HOW TO COMPLETE THIS TASK:
From the listing below, copy only the lines from the line that contains "Expected behaviour: for each instance of the fawn's muzzle" to the line that contains "Expected behaviour: for each instance of the lamp", counting those two lines as part of the copy.

PROVIDED MATERIAL:
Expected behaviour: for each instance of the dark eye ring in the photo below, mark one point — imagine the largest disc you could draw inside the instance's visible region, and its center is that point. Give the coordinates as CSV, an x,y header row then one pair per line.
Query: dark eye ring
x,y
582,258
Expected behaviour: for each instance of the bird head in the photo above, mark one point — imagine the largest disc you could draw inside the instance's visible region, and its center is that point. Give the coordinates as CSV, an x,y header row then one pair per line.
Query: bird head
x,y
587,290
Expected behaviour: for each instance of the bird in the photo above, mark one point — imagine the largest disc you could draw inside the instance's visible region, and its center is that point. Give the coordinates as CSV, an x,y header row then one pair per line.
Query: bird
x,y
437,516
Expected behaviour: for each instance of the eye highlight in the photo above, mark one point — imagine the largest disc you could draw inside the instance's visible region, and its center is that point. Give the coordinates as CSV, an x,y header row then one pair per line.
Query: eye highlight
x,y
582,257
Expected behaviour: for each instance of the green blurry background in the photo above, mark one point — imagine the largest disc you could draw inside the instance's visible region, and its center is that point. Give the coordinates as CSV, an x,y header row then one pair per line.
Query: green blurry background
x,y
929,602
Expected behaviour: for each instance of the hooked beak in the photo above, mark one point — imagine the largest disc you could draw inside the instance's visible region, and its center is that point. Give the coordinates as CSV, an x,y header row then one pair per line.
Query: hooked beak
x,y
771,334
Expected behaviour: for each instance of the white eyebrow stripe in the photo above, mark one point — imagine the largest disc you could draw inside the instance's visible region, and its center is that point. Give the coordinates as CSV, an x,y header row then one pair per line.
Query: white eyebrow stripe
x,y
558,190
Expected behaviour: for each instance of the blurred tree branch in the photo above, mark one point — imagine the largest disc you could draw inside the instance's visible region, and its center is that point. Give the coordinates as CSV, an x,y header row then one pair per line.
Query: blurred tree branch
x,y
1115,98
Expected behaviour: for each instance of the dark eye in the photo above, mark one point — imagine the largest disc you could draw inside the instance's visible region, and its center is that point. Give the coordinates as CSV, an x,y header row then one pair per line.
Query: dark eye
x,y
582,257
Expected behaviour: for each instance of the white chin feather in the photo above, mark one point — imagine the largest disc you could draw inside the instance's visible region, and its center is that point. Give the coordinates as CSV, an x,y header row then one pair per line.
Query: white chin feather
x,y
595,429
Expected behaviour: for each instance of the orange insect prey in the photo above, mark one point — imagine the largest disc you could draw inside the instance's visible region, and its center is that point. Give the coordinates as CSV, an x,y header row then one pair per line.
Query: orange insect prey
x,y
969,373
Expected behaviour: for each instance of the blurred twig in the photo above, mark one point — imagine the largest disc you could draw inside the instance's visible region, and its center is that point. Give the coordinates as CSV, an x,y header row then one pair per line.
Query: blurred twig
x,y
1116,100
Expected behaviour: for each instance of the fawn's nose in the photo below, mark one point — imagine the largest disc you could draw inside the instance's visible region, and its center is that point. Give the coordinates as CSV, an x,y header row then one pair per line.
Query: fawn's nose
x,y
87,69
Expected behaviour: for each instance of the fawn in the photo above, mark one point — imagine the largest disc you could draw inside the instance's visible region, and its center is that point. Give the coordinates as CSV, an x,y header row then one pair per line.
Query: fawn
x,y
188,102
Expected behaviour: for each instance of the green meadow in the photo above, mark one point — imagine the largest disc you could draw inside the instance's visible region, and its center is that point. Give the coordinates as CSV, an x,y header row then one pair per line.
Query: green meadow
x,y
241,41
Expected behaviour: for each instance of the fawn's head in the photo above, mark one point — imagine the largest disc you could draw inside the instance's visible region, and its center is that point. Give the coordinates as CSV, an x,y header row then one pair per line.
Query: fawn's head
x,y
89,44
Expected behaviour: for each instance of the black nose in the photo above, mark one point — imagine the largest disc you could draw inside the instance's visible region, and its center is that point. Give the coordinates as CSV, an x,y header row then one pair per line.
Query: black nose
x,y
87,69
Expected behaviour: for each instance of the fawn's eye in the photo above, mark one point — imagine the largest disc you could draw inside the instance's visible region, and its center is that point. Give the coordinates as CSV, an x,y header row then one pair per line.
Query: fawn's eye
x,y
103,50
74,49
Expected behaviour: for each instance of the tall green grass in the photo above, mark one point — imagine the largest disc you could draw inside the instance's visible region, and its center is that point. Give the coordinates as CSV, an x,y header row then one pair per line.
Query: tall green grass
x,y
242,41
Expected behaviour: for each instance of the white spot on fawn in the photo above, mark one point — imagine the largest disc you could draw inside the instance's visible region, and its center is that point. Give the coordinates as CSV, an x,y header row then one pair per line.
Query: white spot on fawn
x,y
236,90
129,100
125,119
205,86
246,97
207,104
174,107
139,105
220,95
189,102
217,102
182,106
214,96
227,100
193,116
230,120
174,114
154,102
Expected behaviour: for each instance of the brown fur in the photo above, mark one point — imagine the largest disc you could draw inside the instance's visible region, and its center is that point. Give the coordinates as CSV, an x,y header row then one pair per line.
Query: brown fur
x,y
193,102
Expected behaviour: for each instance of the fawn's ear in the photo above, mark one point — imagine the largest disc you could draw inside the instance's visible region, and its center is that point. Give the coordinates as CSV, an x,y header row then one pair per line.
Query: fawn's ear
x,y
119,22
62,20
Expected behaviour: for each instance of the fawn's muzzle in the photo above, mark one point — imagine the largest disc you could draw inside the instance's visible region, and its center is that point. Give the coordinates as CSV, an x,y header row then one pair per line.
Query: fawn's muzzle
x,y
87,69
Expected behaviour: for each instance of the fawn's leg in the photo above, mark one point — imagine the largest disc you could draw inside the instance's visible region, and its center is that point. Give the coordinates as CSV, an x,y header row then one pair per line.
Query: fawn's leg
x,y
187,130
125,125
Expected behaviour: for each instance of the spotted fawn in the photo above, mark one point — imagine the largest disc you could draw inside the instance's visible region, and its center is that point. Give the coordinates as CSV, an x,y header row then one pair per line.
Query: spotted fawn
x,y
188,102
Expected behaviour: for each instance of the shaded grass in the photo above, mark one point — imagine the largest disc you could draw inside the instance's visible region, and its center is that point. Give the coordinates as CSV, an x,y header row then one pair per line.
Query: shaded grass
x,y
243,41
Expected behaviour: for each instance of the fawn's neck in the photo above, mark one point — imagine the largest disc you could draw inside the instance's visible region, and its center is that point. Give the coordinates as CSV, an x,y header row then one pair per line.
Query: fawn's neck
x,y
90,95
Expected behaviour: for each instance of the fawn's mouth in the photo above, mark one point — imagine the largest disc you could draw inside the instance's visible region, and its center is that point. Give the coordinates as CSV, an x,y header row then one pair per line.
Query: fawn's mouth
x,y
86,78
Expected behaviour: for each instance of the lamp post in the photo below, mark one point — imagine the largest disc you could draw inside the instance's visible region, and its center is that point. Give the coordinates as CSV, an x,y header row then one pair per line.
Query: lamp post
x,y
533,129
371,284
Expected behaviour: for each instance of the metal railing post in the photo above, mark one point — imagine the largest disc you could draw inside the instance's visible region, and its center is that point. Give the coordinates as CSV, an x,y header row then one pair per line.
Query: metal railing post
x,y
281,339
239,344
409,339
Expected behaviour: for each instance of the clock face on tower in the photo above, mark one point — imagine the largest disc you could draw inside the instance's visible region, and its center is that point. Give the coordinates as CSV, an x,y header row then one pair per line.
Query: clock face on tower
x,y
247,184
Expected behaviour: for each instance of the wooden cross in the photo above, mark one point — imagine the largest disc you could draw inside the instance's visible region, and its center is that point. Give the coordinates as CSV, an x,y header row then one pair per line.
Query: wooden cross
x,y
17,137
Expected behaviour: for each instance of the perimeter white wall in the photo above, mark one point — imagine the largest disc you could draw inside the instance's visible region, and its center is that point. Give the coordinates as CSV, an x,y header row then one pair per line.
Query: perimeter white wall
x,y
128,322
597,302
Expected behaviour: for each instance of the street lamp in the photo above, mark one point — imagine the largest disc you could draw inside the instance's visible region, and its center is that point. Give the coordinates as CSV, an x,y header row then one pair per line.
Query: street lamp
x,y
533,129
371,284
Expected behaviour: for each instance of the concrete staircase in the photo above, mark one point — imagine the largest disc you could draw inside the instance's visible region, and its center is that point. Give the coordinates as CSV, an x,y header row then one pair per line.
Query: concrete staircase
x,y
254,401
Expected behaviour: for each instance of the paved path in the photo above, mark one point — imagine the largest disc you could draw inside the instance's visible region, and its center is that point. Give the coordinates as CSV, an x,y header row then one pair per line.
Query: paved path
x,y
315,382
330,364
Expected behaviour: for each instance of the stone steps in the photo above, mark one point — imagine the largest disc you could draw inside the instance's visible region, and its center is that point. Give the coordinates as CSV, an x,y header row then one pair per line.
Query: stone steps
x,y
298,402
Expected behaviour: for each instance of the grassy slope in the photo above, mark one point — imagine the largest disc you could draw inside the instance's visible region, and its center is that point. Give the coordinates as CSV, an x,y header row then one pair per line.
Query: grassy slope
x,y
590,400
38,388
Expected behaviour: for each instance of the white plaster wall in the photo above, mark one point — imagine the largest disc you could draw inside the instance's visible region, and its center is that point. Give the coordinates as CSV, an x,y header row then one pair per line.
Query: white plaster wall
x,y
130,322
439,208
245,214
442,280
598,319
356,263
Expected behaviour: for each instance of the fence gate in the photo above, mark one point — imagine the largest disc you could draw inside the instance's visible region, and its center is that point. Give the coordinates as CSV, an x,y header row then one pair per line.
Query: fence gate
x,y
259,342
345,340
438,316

RESPONSE BOX:
Expected behaviour: for each instance of the fawn's muzzle in the photo above, mark one point — imagine the largest disc you could draw inside the instance's visible region, and its center is that point. Give the coordinates as CSV, an x,y header row then one pair per line.
Query: fawn's muzzle
x,y
87,69
Expected behaviour: for each instance of the fawn's leg in the photo above, mark one point — imagine the largest disc you could draw inside the instance's visible region, and its center is that point. Give the coordinates as CSV, an x,y header row then one pair per line.
Query: fawn's leg
x,y
187,130
125,125
Expected behaviour: for each instance of the spotted fawn in the photo above, mark one point — imagine the largest disc you could draw inside the instance's visible region, and its center is that point. Give the coordinates as CSV, an x,y header row then one pair per line.
Query: spotted fawn
x,y
188,102
Expected behaviour: for each instance of the shaded grass in the photo above, mark one point — imagine the largest disc you could draw inside the instance's visible region, and its center is that point. Give the coordinates as CSV, an x,y header row then one pair per line.
Query: shaded grass
x,y
243,41
Expected behaviour: for each instance of the fawn's neck in the photo above, mark one point — imagine the largest disc you could draw inside the instance's visible region, and its center is that point. Give the coordinates as CSV, an x,y header row then one pair per line.
Query: fawn's neck
x,y
90,95
Expected behaviour: for each instance of the fawn's mouth in the photo above, mark one point — imagine the largest disc you could draw inside the instance's visible region, and its center is that point. Give the coordinates as CSV, an x,y header row then one pair per line.
Query: fawn's mouth
x,y
86,78
Expected behaviour: for each instance of the lamp post in the photo below, mark one point — imagine the largest disc you could draw inside the instance's visible region, and its center is that point. Give the coordinates as CSV, an x,y header row then one pair per line.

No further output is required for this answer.